**WORK ORDER:** Among the records below, one line contains "I trust your judgement on this. Please find the blurred"; copy that line and all that follow it, exactly as written.

Free-text object descriptions:
▶
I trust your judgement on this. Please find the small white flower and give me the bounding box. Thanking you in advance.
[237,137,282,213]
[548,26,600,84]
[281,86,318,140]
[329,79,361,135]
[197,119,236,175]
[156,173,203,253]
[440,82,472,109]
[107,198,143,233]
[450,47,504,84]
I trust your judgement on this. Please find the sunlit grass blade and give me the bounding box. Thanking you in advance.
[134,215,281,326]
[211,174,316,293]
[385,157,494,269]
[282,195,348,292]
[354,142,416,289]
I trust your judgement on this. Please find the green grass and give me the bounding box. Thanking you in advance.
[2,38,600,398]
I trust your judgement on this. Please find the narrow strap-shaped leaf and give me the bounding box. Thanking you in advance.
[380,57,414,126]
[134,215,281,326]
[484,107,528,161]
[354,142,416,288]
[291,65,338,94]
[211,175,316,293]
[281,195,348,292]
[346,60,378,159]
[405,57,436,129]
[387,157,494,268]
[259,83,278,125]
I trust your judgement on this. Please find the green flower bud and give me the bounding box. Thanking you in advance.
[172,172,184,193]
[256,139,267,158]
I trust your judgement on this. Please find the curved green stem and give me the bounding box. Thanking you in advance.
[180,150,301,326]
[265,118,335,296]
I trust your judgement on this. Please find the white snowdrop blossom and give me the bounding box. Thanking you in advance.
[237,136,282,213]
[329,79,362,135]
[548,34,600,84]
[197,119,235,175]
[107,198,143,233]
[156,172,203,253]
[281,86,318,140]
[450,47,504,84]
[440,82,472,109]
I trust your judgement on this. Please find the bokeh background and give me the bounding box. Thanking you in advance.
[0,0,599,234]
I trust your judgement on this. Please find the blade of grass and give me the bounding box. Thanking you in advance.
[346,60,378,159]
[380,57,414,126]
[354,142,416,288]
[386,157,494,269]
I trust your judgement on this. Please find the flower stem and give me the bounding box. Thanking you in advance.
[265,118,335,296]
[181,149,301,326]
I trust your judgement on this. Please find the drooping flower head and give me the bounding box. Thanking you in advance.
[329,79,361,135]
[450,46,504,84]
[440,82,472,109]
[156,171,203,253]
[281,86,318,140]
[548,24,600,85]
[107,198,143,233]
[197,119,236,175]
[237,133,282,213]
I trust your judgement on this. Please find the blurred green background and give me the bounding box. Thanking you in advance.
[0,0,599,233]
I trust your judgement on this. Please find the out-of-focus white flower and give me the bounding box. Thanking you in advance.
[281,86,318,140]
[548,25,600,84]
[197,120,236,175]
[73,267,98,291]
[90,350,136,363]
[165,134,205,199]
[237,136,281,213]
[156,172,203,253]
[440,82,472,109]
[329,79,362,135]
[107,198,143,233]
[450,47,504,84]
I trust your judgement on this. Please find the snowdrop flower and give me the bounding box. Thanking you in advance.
◀
**SOLUTION FOR THIS TASK:**
I trust your judgement on this. Please find the blurred green background and give me the bounding box. Thanking you in advance.
[0,0,599,233]
I trust your judgement on this. Please find the out-of-focus white flower and give me the bounding box. Thanking you in advance.
[281,86,318,140]
[548,25,600,84]
[197,120,236,175]
[73,267,98,291]
[90,350,136,363]
[165,134,205,199]
[237,136,281,213]
[156,172,203,253]
[440,82,472,109]
[329,79,362,135]
[107,198,143,233]
[450,47,504,84]
I trust your judgement on this. Please find the snowdrop flower and give me the bounding box. Thanking you in advance.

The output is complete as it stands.